EXERCISE AIM:
Convert everything from the line containing "[tag] tree trunk (a point for each instance)" down to the end of the items into a JSON list of strings, one string per line, omitting blank lines. Leave the pictures out of the answer.

--- Start of DATA TO USE ---

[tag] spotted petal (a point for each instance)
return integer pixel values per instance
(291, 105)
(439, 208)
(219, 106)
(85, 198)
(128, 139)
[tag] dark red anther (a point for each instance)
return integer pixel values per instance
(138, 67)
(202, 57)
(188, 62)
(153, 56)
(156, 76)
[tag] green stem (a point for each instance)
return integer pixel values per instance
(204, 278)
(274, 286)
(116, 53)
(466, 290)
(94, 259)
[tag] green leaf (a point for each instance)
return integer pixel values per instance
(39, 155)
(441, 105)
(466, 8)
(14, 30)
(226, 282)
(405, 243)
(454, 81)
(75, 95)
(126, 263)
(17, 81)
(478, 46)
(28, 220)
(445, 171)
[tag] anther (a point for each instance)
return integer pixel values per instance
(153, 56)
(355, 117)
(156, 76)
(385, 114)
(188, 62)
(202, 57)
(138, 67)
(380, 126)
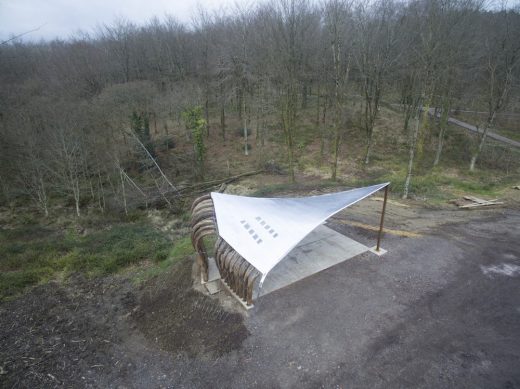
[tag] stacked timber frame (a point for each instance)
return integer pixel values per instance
(239, 275)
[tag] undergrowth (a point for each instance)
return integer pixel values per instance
(32, 254)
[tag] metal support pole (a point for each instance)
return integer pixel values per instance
(382, 220)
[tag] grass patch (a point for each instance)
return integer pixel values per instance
(181, 249)
(33, 254)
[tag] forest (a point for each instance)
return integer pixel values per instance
(111, 139)
(133, 115)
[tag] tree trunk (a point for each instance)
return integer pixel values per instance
(223, 122)
(244, 117)
(413, 144)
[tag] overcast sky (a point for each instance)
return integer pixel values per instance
(61, 18)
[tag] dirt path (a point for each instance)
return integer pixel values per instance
(439, 310)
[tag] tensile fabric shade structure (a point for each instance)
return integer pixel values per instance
(255, 234)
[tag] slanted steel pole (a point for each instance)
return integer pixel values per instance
(382, 220)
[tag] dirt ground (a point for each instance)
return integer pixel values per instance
(440, 309)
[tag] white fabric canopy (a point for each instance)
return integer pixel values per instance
(264, 230)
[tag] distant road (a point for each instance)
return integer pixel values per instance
(473, 128)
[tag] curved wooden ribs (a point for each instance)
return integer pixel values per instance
(235, 271)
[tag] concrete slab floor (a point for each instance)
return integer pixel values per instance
(321, 249)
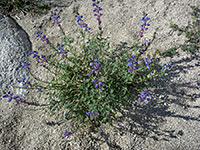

--- End of DATA TO USE ---

FINAL RESULT:
[
  "[tag] tree trunk (a point for each instance)",
  "return integer pixel values per instance",
  "(223, 122)",
  "(244, 117)",
  "(413, 144)",
  "[tag] overcast sky (a point for each instance)",
  "return integer pixel values per instance",
  "(61, 18)",
  "[tag] dirt path (a point for each instance)",
  "return integer pixel values per instance",
  "(439, 310)",
  "[tag] tensile fabric shade structure (a point for each instance)",
  "return integer pixel values per instance",
  "(255, 234)",
  "[tag] slanted steel pole (a point for each instance)",
  "return integer pixel values per instance",
  "(382, 220)",
  "[tag] dirt ground (a point for each instance)",
  "return integer pixel values per instance",
  "(440, 309)",
  "[tag] white fabric canopy (a point for each instance)",
  "return integer pixel values per instance",
  "(264, 230)",
  "[tag] distant road (a point for each instance)",
  "return integer pixel values per instance",
  "(473, 128)",
  "[tag] curved wooden ribs (a point for each instance)",
  "return integer pixel values per instance",
  "(235, 271)",
  "[tag] concrete slab floor (a point for each instance)",
  "return integer pixel values per instance",
  "(321, 249)"
]